### AVAILABLE RECORDS:
---*---

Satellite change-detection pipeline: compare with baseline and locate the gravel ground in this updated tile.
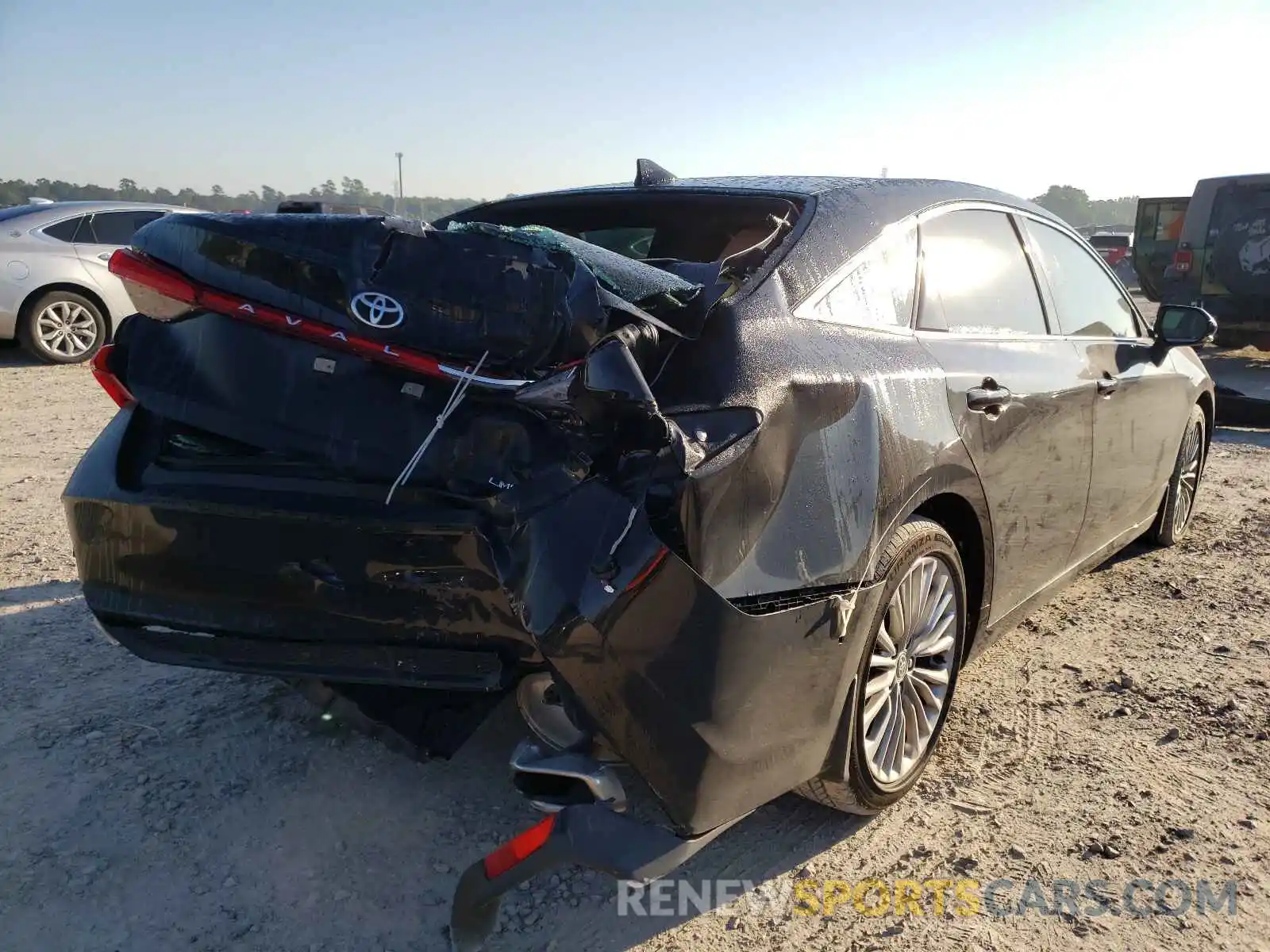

---*---

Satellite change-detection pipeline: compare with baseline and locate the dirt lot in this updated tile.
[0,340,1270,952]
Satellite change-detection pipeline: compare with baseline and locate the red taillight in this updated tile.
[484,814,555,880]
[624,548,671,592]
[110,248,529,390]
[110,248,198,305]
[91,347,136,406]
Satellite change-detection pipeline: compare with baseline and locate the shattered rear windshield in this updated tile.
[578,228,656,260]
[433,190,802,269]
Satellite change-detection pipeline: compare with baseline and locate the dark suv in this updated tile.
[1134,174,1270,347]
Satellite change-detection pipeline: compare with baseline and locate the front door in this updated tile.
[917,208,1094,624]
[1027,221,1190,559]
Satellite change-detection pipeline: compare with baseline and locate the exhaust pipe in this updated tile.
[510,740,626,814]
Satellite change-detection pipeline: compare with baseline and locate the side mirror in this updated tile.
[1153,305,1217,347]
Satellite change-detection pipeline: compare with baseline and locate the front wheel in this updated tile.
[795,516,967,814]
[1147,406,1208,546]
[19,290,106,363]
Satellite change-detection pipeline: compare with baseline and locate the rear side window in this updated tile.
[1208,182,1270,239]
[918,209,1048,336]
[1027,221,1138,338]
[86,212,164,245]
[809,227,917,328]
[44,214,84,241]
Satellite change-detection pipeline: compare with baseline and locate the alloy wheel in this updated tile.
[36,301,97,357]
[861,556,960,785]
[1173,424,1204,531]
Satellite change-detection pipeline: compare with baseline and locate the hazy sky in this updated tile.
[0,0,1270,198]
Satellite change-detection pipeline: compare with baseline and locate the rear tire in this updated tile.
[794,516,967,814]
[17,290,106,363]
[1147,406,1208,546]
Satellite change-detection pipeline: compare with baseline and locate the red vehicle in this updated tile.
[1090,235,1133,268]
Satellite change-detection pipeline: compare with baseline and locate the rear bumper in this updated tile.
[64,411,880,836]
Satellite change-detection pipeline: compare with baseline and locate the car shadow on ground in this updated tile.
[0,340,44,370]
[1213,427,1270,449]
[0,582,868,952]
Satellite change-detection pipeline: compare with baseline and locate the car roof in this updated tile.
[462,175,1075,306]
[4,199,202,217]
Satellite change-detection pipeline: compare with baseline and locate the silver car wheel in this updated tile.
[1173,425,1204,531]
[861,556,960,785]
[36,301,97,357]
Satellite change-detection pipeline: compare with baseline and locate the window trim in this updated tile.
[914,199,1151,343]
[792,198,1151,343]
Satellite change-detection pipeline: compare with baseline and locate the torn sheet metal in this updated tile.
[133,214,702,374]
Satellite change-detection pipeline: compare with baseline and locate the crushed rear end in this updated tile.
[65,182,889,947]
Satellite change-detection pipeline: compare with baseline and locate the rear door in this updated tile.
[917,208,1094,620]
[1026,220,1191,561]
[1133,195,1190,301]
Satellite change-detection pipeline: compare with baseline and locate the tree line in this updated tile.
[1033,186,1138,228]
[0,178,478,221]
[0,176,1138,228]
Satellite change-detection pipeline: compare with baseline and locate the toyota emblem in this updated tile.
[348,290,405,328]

---*---

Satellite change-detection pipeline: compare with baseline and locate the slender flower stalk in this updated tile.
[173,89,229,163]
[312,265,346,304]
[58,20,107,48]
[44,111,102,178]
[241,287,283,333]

---*---

### TASK BRIEF:
Rewrite the part that opens with the line containing "suv in this updated tile." and closes with the line containing "[4,199,202,217]", replacing "updated tile" with "current tile" and leaving everything else as it is.

### COMPLETED EXERCISE:
Satellite change-detection pipeline: compare with baseline and locate the dark suv in this current tile.
[1134,174,1270,347]
Satellite change-detection pipeline: compare with baseline and locate the front door in this current tile.
[917,208,1094,624]
[1027,221,1190,559]
Satellite change-detection pipeline: compare with baseline and locate the exhaust pipe in this current tile.
[510,740,626,814]
Satellite change-detection pipeline: compare with baseline and locate the side mirror in this current tile.
[1153,305,1217,347]
Satellite change-detection pipeline: compare with baseline and locate the front wheel in this current tile.
[795,516,967,814]
[1147,406,1208,546]
[19,290,106,363]
Satellite change-detection pipeline: compare with baseline and locate the rear side window in this current tile.
[1208,182,1270,239]
[918,209,1048,336]
[1027,221,1138,338]
[86,212,164,245]
[809,227,917,328]
[44,214,84,241]
Satellite change-detection pipeline: compare with baseline and locate the alloy wheel in this current tile.
[36,301,97,357]
[861,556,960,785]
[1173,424,1204,531]
Satellite change-detection pipeline: compare with baseline and locate the hazy sky in this current tile.
[0,0,1270,198]
Satellite change-detection pipeline: compare with baseline and locate the rear tire in this current tile.
[794,516,967,814]
[17,290,106,363]
[1147,406,1208,546]
Satellite change-detection pipeline: compare with baseline and locate the red vehicle in this current tile.
[1090,235,1133,268]
Satellite change-detection pipeline: compare with baseline and locate the rear bumper in this current tile.
[64,411,880,836]
Satellite change-detection pipeline: compare with baseline and locate the car shadow on ground in this current tile.
[0,340,44,370]
[1213,427,1270,449]
[0,582,868,952]
Satellite change-detection pipeline: compare with baseline and locate the car roof in this current tile.
[462,175,1075,306]
[4,199,202,217]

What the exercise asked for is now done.